Aim of the task ▸
Transcribe all records verbatim.
Segment Start: Supplied data
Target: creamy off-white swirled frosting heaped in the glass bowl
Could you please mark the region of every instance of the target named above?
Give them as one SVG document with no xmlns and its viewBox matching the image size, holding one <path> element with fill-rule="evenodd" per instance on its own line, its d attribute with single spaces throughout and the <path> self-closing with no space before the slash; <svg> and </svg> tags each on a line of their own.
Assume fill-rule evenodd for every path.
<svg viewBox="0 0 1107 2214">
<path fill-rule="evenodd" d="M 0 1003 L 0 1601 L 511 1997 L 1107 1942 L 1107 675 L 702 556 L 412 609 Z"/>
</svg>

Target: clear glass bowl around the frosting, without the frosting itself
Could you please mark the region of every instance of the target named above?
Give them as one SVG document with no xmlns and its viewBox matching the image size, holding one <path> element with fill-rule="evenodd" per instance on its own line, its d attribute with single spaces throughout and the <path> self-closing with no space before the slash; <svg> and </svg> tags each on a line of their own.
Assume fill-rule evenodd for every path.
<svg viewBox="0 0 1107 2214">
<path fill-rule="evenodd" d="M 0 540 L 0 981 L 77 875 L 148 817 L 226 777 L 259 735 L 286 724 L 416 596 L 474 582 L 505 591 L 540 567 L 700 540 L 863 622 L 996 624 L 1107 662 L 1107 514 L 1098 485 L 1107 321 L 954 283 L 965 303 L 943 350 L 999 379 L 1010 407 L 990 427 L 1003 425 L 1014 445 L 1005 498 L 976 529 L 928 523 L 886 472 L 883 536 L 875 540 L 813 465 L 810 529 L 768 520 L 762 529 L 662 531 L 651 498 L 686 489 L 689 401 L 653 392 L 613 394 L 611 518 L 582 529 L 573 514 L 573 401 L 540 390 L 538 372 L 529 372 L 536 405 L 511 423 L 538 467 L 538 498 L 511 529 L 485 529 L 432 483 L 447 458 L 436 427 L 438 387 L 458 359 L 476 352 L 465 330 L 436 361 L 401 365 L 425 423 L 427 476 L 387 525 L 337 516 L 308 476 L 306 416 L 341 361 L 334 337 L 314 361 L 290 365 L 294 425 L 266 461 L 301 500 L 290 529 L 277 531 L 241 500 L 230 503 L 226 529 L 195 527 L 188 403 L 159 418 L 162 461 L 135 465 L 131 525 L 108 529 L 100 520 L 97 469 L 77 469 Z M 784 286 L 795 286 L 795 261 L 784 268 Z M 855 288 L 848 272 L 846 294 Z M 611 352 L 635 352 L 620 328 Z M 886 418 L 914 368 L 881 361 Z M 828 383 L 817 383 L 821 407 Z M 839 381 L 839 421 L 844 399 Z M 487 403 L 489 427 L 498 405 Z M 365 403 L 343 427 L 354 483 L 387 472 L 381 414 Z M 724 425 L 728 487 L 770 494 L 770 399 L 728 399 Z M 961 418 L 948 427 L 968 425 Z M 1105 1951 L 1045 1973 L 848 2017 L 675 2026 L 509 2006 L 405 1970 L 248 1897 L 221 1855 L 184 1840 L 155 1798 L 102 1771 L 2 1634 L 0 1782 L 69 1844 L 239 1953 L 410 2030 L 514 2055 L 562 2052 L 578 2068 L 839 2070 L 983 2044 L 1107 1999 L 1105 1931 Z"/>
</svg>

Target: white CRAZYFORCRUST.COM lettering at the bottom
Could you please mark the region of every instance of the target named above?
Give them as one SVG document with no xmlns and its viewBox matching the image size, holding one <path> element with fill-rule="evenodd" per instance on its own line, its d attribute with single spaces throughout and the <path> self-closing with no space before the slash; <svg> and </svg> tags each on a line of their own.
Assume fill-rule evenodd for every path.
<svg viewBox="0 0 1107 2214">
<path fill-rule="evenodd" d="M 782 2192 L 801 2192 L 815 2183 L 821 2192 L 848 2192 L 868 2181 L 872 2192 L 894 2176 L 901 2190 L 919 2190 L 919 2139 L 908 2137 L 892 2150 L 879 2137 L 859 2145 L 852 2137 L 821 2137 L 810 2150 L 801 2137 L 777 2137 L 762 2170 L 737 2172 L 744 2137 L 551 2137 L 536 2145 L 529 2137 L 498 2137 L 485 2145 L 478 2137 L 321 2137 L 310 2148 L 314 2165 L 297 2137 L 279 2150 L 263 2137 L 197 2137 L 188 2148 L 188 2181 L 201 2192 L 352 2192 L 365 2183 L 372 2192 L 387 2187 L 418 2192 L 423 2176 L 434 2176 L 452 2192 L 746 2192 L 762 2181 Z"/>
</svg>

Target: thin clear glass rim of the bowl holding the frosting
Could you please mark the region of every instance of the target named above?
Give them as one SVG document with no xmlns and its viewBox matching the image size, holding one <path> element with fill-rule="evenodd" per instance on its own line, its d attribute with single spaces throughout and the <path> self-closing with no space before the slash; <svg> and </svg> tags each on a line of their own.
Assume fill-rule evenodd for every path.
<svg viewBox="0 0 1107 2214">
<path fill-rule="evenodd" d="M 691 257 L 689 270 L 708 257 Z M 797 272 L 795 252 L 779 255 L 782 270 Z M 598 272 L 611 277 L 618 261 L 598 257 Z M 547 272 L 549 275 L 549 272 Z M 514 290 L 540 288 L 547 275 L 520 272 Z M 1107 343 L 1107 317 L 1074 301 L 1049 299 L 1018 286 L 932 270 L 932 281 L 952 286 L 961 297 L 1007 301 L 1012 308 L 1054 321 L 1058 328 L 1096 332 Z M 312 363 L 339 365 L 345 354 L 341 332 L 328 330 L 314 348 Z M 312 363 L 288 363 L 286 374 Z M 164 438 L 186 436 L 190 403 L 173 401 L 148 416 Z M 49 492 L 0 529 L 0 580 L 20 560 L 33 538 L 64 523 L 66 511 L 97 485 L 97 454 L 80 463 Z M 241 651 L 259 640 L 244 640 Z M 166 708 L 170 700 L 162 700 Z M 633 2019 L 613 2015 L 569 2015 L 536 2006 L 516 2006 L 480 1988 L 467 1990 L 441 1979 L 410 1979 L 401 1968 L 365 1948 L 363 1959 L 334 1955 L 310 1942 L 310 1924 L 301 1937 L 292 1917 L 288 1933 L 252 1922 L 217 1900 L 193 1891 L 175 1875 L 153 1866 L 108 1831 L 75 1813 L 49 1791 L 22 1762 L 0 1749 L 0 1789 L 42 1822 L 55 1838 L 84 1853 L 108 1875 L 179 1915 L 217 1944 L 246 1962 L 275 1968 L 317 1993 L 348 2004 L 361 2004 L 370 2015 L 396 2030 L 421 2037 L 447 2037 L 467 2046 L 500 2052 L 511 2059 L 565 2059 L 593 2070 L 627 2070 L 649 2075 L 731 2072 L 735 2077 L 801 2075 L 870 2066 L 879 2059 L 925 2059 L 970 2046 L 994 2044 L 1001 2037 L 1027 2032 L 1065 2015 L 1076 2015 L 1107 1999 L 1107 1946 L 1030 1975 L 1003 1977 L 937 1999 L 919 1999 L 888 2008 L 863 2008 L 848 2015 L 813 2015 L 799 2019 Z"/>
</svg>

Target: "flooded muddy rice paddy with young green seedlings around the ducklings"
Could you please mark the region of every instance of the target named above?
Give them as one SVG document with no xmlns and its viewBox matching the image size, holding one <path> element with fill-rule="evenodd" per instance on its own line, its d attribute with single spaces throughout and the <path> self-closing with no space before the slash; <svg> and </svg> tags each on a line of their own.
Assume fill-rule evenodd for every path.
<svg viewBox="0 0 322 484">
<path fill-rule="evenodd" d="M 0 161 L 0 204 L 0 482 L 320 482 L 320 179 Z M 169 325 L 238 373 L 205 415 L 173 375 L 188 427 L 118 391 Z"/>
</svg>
Segment End: Supplied data
Exercise result ▸
Target: creamy off-white swirled frosting heaped in the glass bowl
Could you please mark the region of every instance of the target named above?
Give them as one SVG document with no xmlns and its viewBox matching the image size, holding one <path> element with fill-rule="evenodd" per instance on its own line, its d attribute with single spaces throughout and the <path> self-closing with no space before the slash; <svg> and </svg> tags each on a line of their own.
Assume fill-rule evenodd for every path.
<svg viewBox="0 0 1107 2214">
<path fill-rule="evenodd" d="M 0 1003 L 0 1601 L 511 1997 L 1107 1942 L 1107 675 L 702 556 L 412 609 Z"/>
</svg>

Target: clear glass bowl around the frosting, without the frosting itself
Could you please mark the region of every instance of the target named above?
Give them as one SVG document with no xmlns and its viewBox matching the image size, holding one <path> element with fill-rule="evenodd" per instance on its own line, its d attribute with single spaces throughout and the <path> self-closing with no space before the slash; <svg> and </svg> tags each on a line of their own.
Assume fill-rule evenodd for every path.
<svg viewBox="0 0 1107 2214">
<path fill-rule="evenodd" d="M 0 540 L 0 981 L 77 875 L 148 817 L 226 777 L 259 735 L 286 724 L 416 596 L 474 582 L 505 591 L 540 567 L 700 540 L 863 622 L 996 624 L 1107 662 L 1107 514 L 1098 485 L 1107 321 L 954 283 L 965 303 L 943 350 L 999 379 L 1010 407 L 990 427 L 1003 425 L 1014 445 L 1005 498 L 976 529 L 928 523 L 886 472 L 883 536 L 875 540 L 813 465 L 810 529 L 768 520 L 762 529 L 662 531 L 651 498 L 686 489 L 689 401 L 653 392 L 613 394 L 611 518 L 582 529 L 573 514 L 573 401 L 540 390 L 538 372 L 529 372 L 536 405 L 511 423 L 538 467 L 538 498 L 511 529 L 485 529 L 432 483 L 447 458 L 436 427 L 438 387 L 458 359 L 476 352 L 465 330 L 436 361 L 401 365 L 425 423 L 427 476 L 387 525 L 337 516 L 308 476 L 306 416 L 341 361 L 334 337 L 314 361 L 290 365 L 294 425 L 266 461 L 301 500 L 290 529 L 277 531 L 241 500 L 230 503 L 226 529 L 195 527 L 188 403 L 159 418 L 162 461 L 135 465 L 131 525 L 108 529 L 100 520 L 97 469 L 77 469 Z M 784 286 L 795 286 L 795 261 L 784 268 Z M 855 288 L 848 272 L 846 294 Z M 611 352 L 635 352 L 620 328 Z M 886 418 L 914 368 L 881 361 Z M 828 383 L 817 383 L 821 407 Z M 839 381 L 839 421 L 844 399 Z M 487 403 L 489 427 L 498 405 Z M 365 403 L 343 427 L 354 483 L 387 472 L 381 414 Z M 724 425 L 728 487 L 770 494 L 770 399 L 728 399 Z M 961 418 L 948 427 L 968 425 Z M 1105 1951 L 1045 1973 L 848 2017 L 675 2026 L 509 2006 L 405 1970 L 248 1897 L 221 1855 L 184 1840 L 155 1798 L 102 1771 L 2 1634 L 0 1782 L 69 1844 L 239 1953 L 410 2030 L 514 2055 L 562 2052 L 578 2068 L 839 2070 L 983 2044 L 1107 1999 L 1105 1931 Z"/>
</svg>

Target: white CRAZYFORCRUST.COM lettering at the bottom
Could you please mark the region of every instance of the target named above?
Give them as one SVG document with no xmlns and its viewBox matching the image size, holding one <path> element with fill-rule="evenodd" per instance on its own line, its d attribute with single spaces throughout and the <path> self-closing with no space before the slash; <svg> and </svg> tags each on a line of their own.
Assume fill-rule evenodd for every path.
<svg viewBox="0 0 1107 2214">
<path fill-rule="evenodd" d="M 782 2192 L 801 2192 L 815 2183 L 821 2192 L 848 2192 L 868 2181 L 872 2192 L 894 2176 L 901 2190 L 919 2190 L 919 2139 L 908 2137 L 892 2150 L 879 2137 L 859 2145 L 852 2137 L 821 2137 L 810 2150 L 801 2137 L 777 2137 L 762 2170 L 737 2172 L 744 2137 L 551 2137 L 536 2145 L 529 2137 L 498 2137 L 485 2145 L 478 2137 L 321 2137 L 310 2148 L 314 2165 L 297 2137 L 279 2150 L 263 2137 L 197 2137 L 188 2148 L 188 2181 L 201 2192 L 352 2192 L 365 2183 L 372 2192 L 387 2187 L 418 2192 L 423 2176 L 434 2176 L 452 2192 L 746 2192 L 762 2181 Z"/>
</svg>

Target: thin clear glass rim of the bowl holding the frosting
Could you please mark the region of every instance of the target named above?
Give them as one SVG document with no xmlns and its viewBox matching the image size, holding one <path> element with fill-rule="evenodd" per instance on its own line, its d attribute with single spaces throughout and the <path> self-closing with no space before the slash; <svg> and </svg> tags each on a line of their own.
Assume fill-rule evenodd for every path.
<svg viewBox="0 0 1107 2214">
<path fill-rule="evenodd" d="M 691 257 L 689 270 L 708 257 Z M 797 272 L 795 252 L 779 255 L 782 270 Z M 598 272 L 611 277 L 618 261 L 598 257 Z M 547 272 L 549 275 L 549 272 Z M 514 290 L 540 288 L 547 275 L 520 272 Z M 1107 343 L 1107 317 L 1074 301 L 1049 299 L 1018 286 L 932 270 L 932 281 L 952 286 L 961 297 L 1007 301 L 1012 308 L 1054 321 L 1058 328 L 1096 332 Z M 312 363 L 339 365 L 345 354 L 341 332 L 328 330 L 314 348 Z M 312 363 L 288 363 L 286 374 Z M 164 438 L 186 436 L 190 403 L 173 401 L 148 416 Z M 49 492 L 0 529 L 0 580 L 20 560 L 33 538 L 64 523 L 66 511 L 97 485 L 97 454 L 80 463 Z M 241 651 L 259 640 L 244 640 Z M 166 708 L 170 700 L 162 700 Z M 633 2019 L 613 2015 L 569 2015 L 536 2006 L 516 2006 L 480 1988 L 467 1990 L 441 1979 L 410 1979 L 401 1968 L 365 1948 L 363 1959 L 334 1955 L 310 1942 L 310 1924 L 301 1937 L 292 1917 L 288 1933 L 252 1922 L 217 1900 L 193 1891 L 175 1875 L 153 1866 L 108 1831 L 75 1813 L 49 1791 L 22 1762 L 0 1749 L 0 1789 L 42 1822 L 55 1838 L 84 1853 L 108 1875 L 179 1915 L 217 1944 L 246 1962 L 275 1968 L 317 1993 L 348 2004 L 361 2004 L 370 2015 L 396 2030 L 421 2037 L 447 2037 L 467 2046 L 500 2052 L 511 2059 L 565 2059 L 593 2070 L 627 2070 L 649 2075 L 731 2072 L 735 2077 L 801 2075 L 870 2066 L 879 2059 L 925 2059 L 970 2046 L 994 2044 L 1001 2037 L 1027 2032 L 1065 2015 L 1076 2015 L 1107 1999 L 1107 1946 L 1030 1975 L 1003 1977 L 937 1999 L 919 1999 L 888 2008 L 863 2008 L 848 2015 L 813 2015 L 799 2019 Z"/>
</svg>

Target: "flooded muddy rice paddy with young green seedlings around the ducklings"
Could you please mark the region of every instance of the target named above?
Give them as one SVG document with no xmlns and its viewBox matching the image size, holding one <path> element with fill-rule="evenodd" per instance on its own line, its d attribute with single spaces throughout and the <path> self-closing with no space before the slash; <svg> and </svg> tags each on a line of their own.
Assume fill-rule evenodd for every path.
<svg viewBox="0 0 322 484">
<path fill-rule="evenodd" d="M 0 161 L 0 204 L 0 482 L 320 482 L 320 179 Z M 169 325 L 238 373 L 205 415 L 173 375 L 188 427 L 118 391 Z"/>
</svg>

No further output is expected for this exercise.